- **Material for this task**:
◇ ◇ ◇
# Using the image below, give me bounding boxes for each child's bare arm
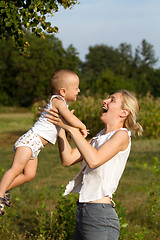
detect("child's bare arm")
[52,98,86,130]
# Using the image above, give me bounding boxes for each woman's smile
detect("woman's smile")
[102,107,108,114]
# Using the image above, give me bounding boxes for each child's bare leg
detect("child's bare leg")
[0,146,32,198]
[7,157,38,190]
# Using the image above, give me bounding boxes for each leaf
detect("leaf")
[0,1,5,8]
[6,21,12,27]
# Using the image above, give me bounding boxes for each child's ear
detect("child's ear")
[59,88,66,97]
[120,109,130,118]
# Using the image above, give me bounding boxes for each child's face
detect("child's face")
[64,74,80,102]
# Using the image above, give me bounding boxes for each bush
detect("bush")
[32,93,160,138]
[52,190,78,240]
[138,93,160,138]
[145,157,160,231]
[69,95,104,137]
[70,94,160,138]
[31,188,78,240]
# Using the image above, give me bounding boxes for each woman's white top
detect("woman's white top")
[63,128,131,202]
[32,95,68,144]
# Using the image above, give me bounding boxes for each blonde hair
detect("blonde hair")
[117,90,143,136]
[50,69,77,94]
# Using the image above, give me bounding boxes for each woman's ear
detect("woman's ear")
[120,109,130,118]
[59,88,66,97]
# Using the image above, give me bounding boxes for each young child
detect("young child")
[0,69,87,215]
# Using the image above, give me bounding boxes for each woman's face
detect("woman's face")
[100,92,124,123]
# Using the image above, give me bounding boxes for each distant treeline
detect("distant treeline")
[0,32,160,107]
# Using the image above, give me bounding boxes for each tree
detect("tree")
[95,69,136,95]
[147,69,160,97]
[83,44,120,77]
[0,33,80,106]
[63,44,80,71]
[0,0,78,54]
[80,44,121,93]
[133,39,158,69]
[117,43,133,76]
[80,41,160,96]
[131,39,158,94]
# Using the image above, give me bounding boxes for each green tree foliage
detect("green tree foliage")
[0,36,160,107]
[116,43,133,76]
[0,0,78,54]
[131,40,159,95]
[133,39,158,68]
[0,33,80,106]
[148,69,160,97]
[80,39,159,96]
[83,44,120,77]
[80,44,121,94]
[95,69,136,95]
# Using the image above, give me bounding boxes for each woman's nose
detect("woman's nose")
[103,98,110,104]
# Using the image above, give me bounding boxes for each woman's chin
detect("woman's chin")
[100,115,104,122]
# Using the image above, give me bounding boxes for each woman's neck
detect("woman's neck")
[103,123,124,134]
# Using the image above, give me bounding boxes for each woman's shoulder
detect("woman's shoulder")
[116,128,131,137]
[108,129,131,153]
[113,128,131,150]
[112,128,131,143]
[93,128,131,143]
[113,129,130,140]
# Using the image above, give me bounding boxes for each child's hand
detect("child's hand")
[80,129,90,138]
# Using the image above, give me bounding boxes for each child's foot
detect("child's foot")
[4,190,12,207]
[0,197,5,215]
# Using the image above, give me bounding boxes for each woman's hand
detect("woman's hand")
[45,107,72,132]
[45,108,89,138]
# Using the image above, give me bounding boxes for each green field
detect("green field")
[0,110,160,239]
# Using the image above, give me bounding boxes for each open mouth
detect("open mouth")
[102,107,108,113]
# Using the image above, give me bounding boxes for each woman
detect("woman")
[46,90,143,240]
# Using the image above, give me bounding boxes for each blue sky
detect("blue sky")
[48,0,160,67]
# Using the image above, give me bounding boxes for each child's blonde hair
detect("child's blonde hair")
[117,90,143,136]
[50,69,77,94]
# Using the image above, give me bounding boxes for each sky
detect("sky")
[48,0,160,68]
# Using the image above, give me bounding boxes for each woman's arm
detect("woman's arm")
[46,108,129,168]
[67,127,129,168]
[58,128,83,166]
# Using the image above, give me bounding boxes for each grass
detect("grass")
[0,109,160,239]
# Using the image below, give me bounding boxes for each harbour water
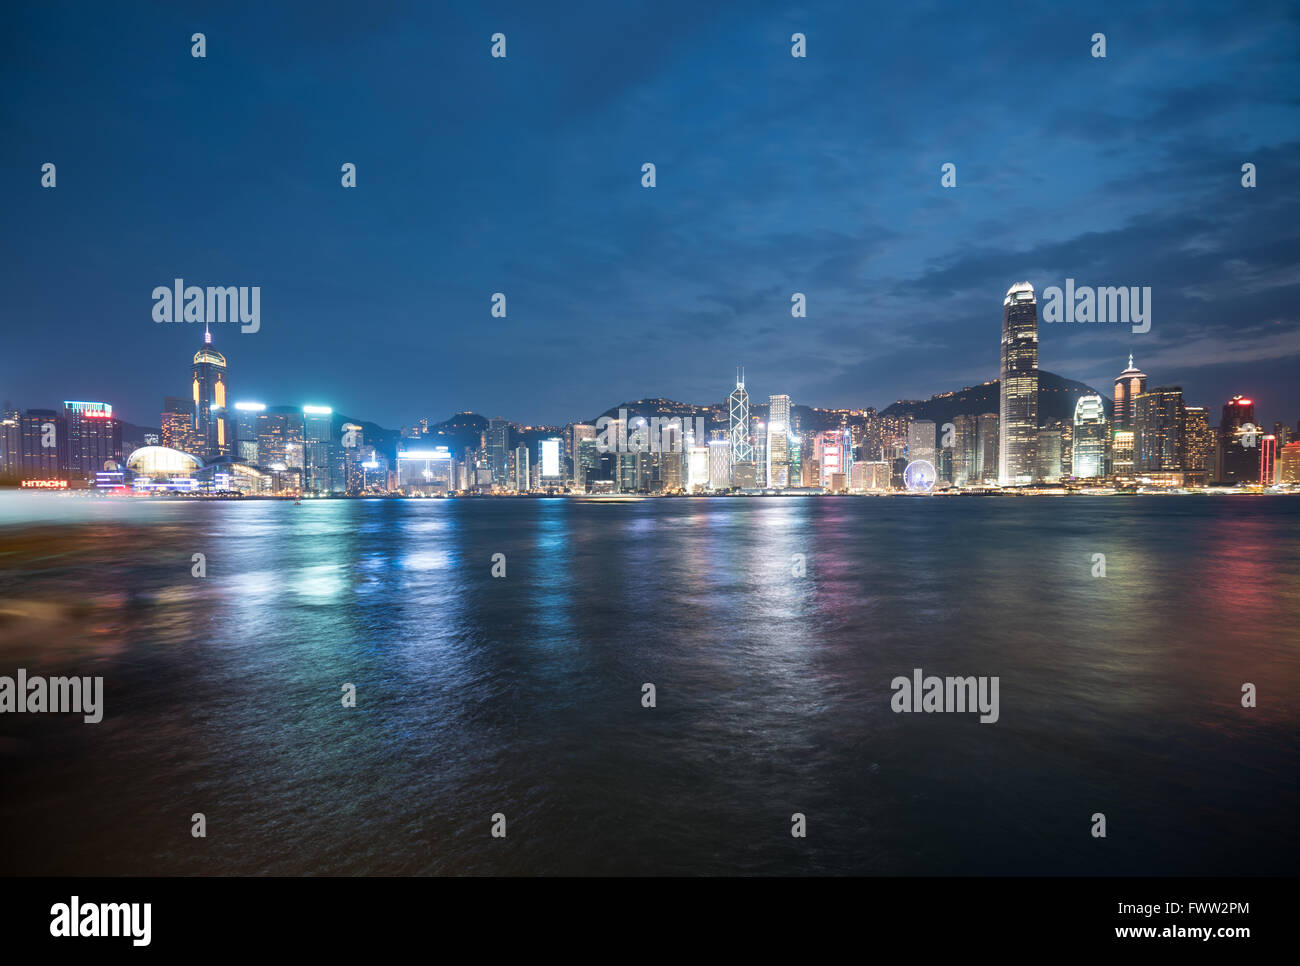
◇ ◇ ◇
In the lines above, find each one with "below" and list it.

# Using the image below, give me bounding boxes for each child's bare arm
# Using the image below, give me bounding boxes for each harbour water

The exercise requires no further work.